>> Begin Dataset

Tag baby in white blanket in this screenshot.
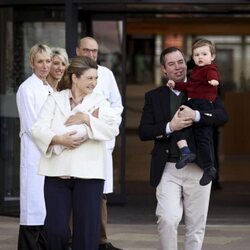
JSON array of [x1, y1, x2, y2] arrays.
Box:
[[52, 105, 114, 155]]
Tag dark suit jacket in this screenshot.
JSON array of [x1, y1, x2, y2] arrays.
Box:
[[138, 86, 228, 187]]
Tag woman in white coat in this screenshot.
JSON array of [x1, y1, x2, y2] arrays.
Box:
[[16, 44, 53, 250], [32, 57, 119, 250]]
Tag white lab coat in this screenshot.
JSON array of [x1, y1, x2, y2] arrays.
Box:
[[94, 65, 123, 194], [16, 74, 53, 226]]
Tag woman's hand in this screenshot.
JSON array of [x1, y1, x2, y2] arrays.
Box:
[[64, 112, 90, 126], [51, 131, 84, 149]]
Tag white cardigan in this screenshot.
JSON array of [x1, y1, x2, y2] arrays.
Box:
[[32, 90, 119, 179]]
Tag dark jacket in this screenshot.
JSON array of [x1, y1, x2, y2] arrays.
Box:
[[138, 86, 228, 187]]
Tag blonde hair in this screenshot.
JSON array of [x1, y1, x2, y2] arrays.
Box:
[[51, 47, 69, 67], [29, 43, 52, 65], [192, 39, 216, 55], [57, 56, 98, 91]]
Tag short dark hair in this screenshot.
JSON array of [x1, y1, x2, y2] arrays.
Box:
[[57, 56, 98, 91]]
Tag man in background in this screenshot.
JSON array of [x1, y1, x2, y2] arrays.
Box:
[[76, 37, 123, 250]]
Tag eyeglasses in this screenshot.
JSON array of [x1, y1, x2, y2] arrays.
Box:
[[82, 48, 98, 54]]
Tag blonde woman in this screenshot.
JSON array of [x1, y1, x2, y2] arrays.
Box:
[[16, 44, 53, 250]]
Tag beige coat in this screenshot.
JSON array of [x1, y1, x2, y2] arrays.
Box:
[[32, 90, 119, 179]]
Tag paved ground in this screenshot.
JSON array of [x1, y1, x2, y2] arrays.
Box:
[[0, 183, 250, 250]]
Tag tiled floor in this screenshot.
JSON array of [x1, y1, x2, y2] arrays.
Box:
[[0, 183, 250, 250]]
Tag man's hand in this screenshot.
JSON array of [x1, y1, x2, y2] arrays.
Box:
[[169, 105, 194, 132], [178, 105, 195, 121], [167, 80, 175, 89]]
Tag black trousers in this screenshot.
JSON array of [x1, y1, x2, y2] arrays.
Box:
[[174, 99, 214, 169], [17, 225, 46, 250], [44, 177, 104, 250]]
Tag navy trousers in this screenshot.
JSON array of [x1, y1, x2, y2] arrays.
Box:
[[44, 177, 104, 250]]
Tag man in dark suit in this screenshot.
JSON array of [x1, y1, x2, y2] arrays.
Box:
[[139, 47, 228, 250]]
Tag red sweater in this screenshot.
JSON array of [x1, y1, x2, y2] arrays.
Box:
[[174, 64, 219, 101]]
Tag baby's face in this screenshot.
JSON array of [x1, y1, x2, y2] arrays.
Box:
[[74, 68, 97, 96], [193, 45, 215, 66]]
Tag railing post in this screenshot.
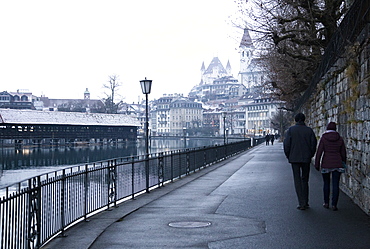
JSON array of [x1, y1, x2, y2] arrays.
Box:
[[170, 151, 173, 182], [27, 176, 41, 248], [158, 152, 164, 188], [185, 150, 190, 175], [107, 159, 117, 209], [131, 157, 135, 199], [60, 169, 66, 237], [84, 164, 89, 221], [145, 154, 150, 193]]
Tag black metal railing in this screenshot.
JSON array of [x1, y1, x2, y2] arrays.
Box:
[[0, 139, 263, 248]]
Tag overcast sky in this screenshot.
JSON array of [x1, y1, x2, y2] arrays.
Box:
[[0, 0, 246, 103]]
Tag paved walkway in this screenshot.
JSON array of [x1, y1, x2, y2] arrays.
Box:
[[45, 143, 370, 249]]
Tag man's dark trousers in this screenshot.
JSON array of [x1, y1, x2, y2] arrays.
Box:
[[292, 163, 310, 208]]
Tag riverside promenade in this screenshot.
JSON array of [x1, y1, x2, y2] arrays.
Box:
[[43, 143, 370, 249]]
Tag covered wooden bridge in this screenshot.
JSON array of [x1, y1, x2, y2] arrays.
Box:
[[0, 109, 140, 144]]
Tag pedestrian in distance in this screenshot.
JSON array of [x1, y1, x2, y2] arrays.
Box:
[[270, 134, 275, 145], [265, 134, 270, 145], [315, 122, 347, 211], [283, 113, 317, 210]]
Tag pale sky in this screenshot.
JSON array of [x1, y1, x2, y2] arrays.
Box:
[[0, 0, 246, 103]]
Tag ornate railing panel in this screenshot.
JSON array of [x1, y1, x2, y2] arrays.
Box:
[[0, 139, 263, 249]]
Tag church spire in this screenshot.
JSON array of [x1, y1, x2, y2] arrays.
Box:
[[226, 60, 231, 76], [239, 28, 254, 48]]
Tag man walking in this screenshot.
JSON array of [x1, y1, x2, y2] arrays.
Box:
[[284, 113, 317, 210]]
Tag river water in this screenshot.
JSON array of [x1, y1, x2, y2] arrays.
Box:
[[0, 137, 228, 189]]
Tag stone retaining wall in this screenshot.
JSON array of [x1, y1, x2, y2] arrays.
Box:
[[302, 25, 370, 215]]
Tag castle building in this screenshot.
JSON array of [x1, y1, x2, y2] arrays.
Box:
[[189, 57, 246, 102]]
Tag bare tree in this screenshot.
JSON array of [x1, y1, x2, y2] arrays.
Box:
[[237, 0, 349, 107], [103, 75, 122, 113]]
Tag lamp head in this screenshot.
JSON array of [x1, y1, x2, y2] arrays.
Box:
[[140, 77, 152, 94]]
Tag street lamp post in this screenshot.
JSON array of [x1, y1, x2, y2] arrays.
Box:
[[226, 128, 229, 143], [140, 77, 152, 192], [182, 127, 186, 149], [222, 112, 227, 144]]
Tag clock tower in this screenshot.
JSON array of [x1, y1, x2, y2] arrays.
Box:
[[239, 28, 255, 84]]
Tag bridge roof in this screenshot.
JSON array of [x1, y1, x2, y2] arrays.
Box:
[[0, 109, 140, 126]]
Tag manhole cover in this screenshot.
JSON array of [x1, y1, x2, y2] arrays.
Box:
[[168, 221, 211, 228]]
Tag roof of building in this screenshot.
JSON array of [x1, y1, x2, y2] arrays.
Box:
[[0, 109, 140, 126]]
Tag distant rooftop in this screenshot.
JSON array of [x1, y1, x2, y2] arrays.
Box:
[[0, 109, 140, 126]]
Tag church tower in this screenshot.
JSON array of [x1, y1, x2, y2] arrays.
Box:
[[84, 88, 90, 99], [239, 28, 255, 84], [226, 60, 232, 76], [199, 61, 206, 85]]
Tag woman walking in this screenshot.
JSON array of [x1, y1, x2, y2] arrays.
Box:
[[315, 122, 347, 211]]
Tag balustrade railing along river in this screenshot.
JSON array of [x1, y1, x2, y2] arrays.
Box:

>> End Dataset

_Task statement_
Reproduce all of the material above, substituting "photo" for each occurrence of "screenshot" and leaving everything else unchanged. Omit the pictures from your answer.

_Task response_
Tag baby in white blanket in this photo.
JSON array of [x1, y1, x2, y2] arrays.
Box:
[[52, 105, 114, 155]]
Tag dark suit jacket in this photo.
JSON array of [x1, y1, x2, y2] arrays.
Box:
[[138, 86, 228, 187]]
Tag woman in white coat in this photo.
JSON array of [x1, y1, x2, y2] arrays.
Box:
[[16, 44, 53, 250], [32, 57, 119, 250]]
Tag white lab coat in this photo.
JSON array of [x1, y1, x2, y2] arrays.
Box:
[[94, 65, 123, 194], [16, 74, 53, 226]]
Tag woman's hand in this photo.
JSON array of [x1, y1, x2, y2] arrays.
Box:
[[64, 112, 90, 126], [51, 131, 84, 149]]
Tag white cardigan in this photo.
JSON array of [x1, y1, x2, y2] arrays.
Box:
[[32, 90, 119, 179]]
Tag dark jacket in this photo.
JSON array of [x1, y1, x2, y2] arrays.
Box:
[[138, 86, 228, 187]]
Tag blonde hair in this photo.
JSON array of [x1, y1, x2, y2] arrays.
Box:
[[51, 47, 69, 67], [29, 43, 52, 65], [192, 39, 216, 55], [57, 56, 98, 91]]
Tag short dark hair in this photo.
JSON array of [x1, y1, x2, y2] arrays.
Box:
[[57, 56, 98, 91]]
Tag man in background in this photo.
JSON array of [x1, y1, x2, y2] arrays.
Box:
[[76, 37, 123, 250]]
Tag eyeglasses in this photo.
JSON array of [x1, y1, x2, y2] arrays.
Box:
[[82, 48, 98, 54]]
Tag blonde woman in this photo.
JSON array of [x1, y1, x2, y2] arrays.
Box:
[[16, 44, 53, 250]]
Tag beige coat in this photo.
JSON array of [x1, y1, x2, y2] arrays.
Box:
[[32, 90, 119, 179]]
Tag paved ground in this photo.
JSON array of [x1, y1, x2, y2] arrays.
Box:
[[0, 183, 250, 250]]
Tag tiled floor in this photo.
JSON array of [x1, y1, x2, y2] arrays.
Box:
[[0, 183, 250, 250]]
Tag man's hand in this photo.
JSON array of [x1, y1, x2, y2] arrays.
Box:
[[169, 105, 194, 132], [178, 105, 195, 121], [167, 80, 175, 89]]
Tag black trousers in this photo.
JSON array of [x1, y1, x2, y2] arrays.
Box:
[[174, 99, 214, 169], [17, 225, 46, 250], [44, 177, 104, 250]]
Tag navy trousers in this photo.
JSON array of [x1, y1, x2, y2] arrays.
Box:
[[44, 177, 104, 250]]
Tag man in dark suit in this photo.
JSON array of [x1, y1, x2, y2] arrays.
Box:
[[139, 47, 228, 250]]
Tag red sweater in this photo.
JSON array of [x1, y1, x2, y2] arrays.
Box:
[[174, 64, 219, 101]]
Tag baby's face in this photo.
JSON array of [x1, y1, x2, y2] arrays.
Box:
[[74, 68, 97, 96], [193, 45, 215, 66]]
Tag railing post in this photo.
JSON array of [x1, y1, x2, y2] arrays.
Box:
[[170, 151, 173, 182], [27, 176, 41, 248], [158, 152, 164, 188], [185, 150, 190, 175], [107, 159, 117, 209], [131, 157, 135, 199], [60, 169, 66, 237], [84, 164, 89, 221], [145, 154, 150, 193]]
Tag black metal railing in this photo.
JSON array of [x1, y1, x2, y2] arrays.
Box:
[[0, 139, 263, 248]]
Tag overcast sky in this photo.
JSON array of [x1, y1, x2, y2] arrays.
Box:
[[0, 0, 246, 103]]
Tag paved walkway in this photo.
JSON array of [x1, y1, x2, y2] arrays.
Box:
[[45, 143, 370, 249]]
Tag man's dark trousers in this photo.
JSON array of [x1, y1, x2, y2] arrays.
Box:
[[292, 163, 310, 208]]
Tag riverside promenade in this photo.
JSON array of [x1, y1, x2, y2] arrays.
Box:
[[43, 143, 370, 249]]
Tag covered wooden bridge in this photo.
JSON array of [x1, y1, x2, y2] arrays.
Box:
[[0, 109, 140, 144]]
Tag pedestrian in distance in this photo.
JSON array of [x1, y1, x2, y2] arrays.
Box:
[[270, 134, 275, 145], [265, 134, 270, 145], [315, 122, 347, 211], [283, 113, 317, 210]]
Tag pale sky in this photo.
JSON array of [x1, y1, x2, y2] arrays.
Box:
[[0, 0, 246, 103]]
Tag ornate railing panel in this photo.
JSON array of [x1, y1, x2, y2] arrays.
Box:
[[0, 139, 263, 249]]
Tag church spire in this photo.
JSON array of [x1, y1, x2, y2] arrays.
Box:
[[226, 60, 231, 76], [239, 28, 254, 48]]
Tag man walking in this photo.
JSON array of [x1, y1, x2, y2] arrays.
Box:
[[284, 113, 317, 210]]
Tag river water in this photo.
JSON array of [x1, y1, x2, y2] arrays.
Box:
[[0, 137, 228, 189]]
Tag stone retaining wall in this photo.
JSON array of [x1, y1, x2, y2] arrays.
Box:
[[302, 25, 370, 215]]
Tag castle building in this photo.
JSON array of [x1, y1, x2, y2] arrays.
Box:
[[189, 57, 246, 102]]
Tag bare tree in this photo.
JSON array of [x1, y1, x2, y2] arrays.
Box:
[[237, 0, 349, 107], [103, 75, 122, 113]]
Tag lamp head in this photo.
JSON array of [x1, y1, x2, y2] arrays.
Box:
[[140, 77, 152, 94]]
Tag street lamp post in this photo.
JSON array of [x1, y1, x2, y2] arrays.
Box:
[[226, 128, 229, 143], [140, 77, 152, 192], [182, 127, 186, 149], [222, 112, 227, 144]]
Tag clock tower in this photo.
JSON array of [x1, y1, x2, y2] arrays.
Box:
[[239, 28, 255, 84]]
Tag bridge roof in this photo.
JSON array of [x1, y1, x2, y2] arrays.
Box:
[[0, 109, 140, 126]]
Tag manhole cover in this photo.
JSON array of [x1, y1, x2, y2] arrays.
Box:
[[168, 221, 211, 228]]
Tag roof of building in this photo.
JSON array of [x1, y1, x2, y2] arrays.
Box:
[[0, 109, 140, 126]]
Tag distant rooftop in this photo.
JSON array of [x1, y1, x2, y2] arrays.
Box:
[[0, 109, 140, 126]]
Tag church tower in this photo.
JSON array of [x1, y1, x2, y2] arrays.
Box:
[[84, 88, 90, 99], [239, 28, 255, 84], [226, 60, 232, 76], [199, 61, 206, 85]]
Tag woman walking in this photo.
JSON array of [x1, y1, x2, y2] arrays.
Box:
[[315, 122, 347, 211]]
Tag balustrade railing along river in this photo.
JSON array of [x1, y1, x2, y2] arrays.
Box:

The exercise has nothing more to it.